*Exercise*. From the records below, pull out every line that contains the string "surface". Treat uppercase and lowercase letters as different.
--- Start Data for this task ---
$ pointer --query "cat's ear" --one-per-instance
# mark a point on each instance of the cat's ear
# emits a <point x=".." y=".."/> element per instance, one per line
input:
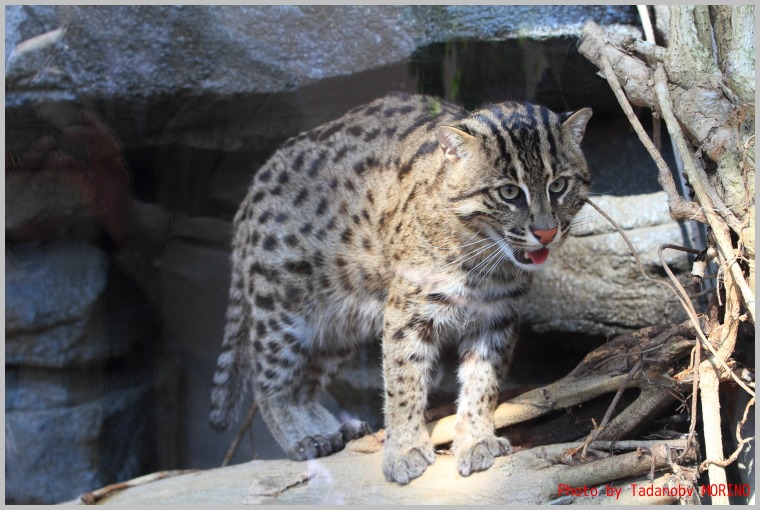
<point x="575" y="123"/>
<point x="454" y="142"/>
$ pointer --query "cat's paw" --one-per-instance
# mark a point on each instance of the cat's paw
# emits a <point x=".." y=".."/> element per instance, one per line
<point x="311" y="447"/>
<point x="349" y="431"/>
<point x="404" y="466"/>
<point x="479" y="455"/>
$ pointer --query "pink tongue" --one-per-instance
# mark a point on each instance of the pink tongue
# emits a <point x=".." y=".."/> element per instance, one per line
<point x="538" y="256"/>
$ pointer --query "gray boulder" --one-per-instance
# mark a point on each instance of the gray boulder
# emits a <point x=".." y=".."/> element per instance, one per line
<point x="592" y="284"/>
<point x="154" y="51"/>
<point x="54" y="310"/>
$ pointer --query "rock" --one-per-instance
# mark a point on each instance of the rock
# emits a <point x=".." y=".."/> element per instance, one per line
<point x="55" y="315"/>
<point x="70" y="430"/>
<point x="155" y="51"/>
<point x="595" y="266"/>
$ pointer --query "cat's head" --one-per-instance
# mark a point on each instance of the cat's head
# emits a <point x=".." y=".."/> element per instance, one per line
<point x="516" y="174"/>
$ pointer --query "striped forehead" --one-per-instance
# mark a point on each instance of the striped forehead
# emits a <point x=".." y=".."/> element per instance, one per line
<point x="523" y="137"/>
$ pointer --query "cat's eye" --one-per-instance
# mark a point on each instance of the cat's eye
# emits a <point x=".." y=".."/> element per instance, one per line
<point x="509" y="192"/>
<point x="558" y="185"/>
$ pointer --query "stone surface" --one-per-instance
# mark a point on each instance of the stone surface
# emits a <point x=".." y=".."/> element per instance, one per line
<point x="151" y="51"/>
<point x="55" y="315"/>
<point x="592" y="284"/>
<point x="68" y="431"/>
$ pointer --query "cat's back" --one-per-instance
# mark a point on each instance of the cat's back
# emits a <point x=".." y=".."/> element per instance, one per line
<point x="328" y="183"/>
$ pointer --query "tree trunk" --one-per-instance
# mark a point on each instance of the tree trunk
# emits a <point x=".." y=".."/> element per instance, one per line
<point x="703" y="86"/>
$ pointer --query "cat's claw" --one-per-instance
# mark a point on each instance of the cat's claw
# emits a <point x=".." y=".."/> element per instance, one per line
<point x="403" y="468"/>
<point x="311" y="447"/>
<point x="480" y="455"/>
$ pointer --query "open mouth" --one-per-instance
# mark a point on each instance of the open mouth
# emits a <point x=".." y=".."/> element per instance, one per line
<point x="533" y="257"/>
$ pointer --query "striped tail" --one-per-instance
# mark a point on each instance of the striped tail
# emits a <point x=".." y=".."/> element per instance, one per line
<point x="232" y="367"/>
--- End Data for this task ---
*Correct answer*.
$ pointer --query "stone surface" --one-per-instance
# mark a point on each instance of the stone surface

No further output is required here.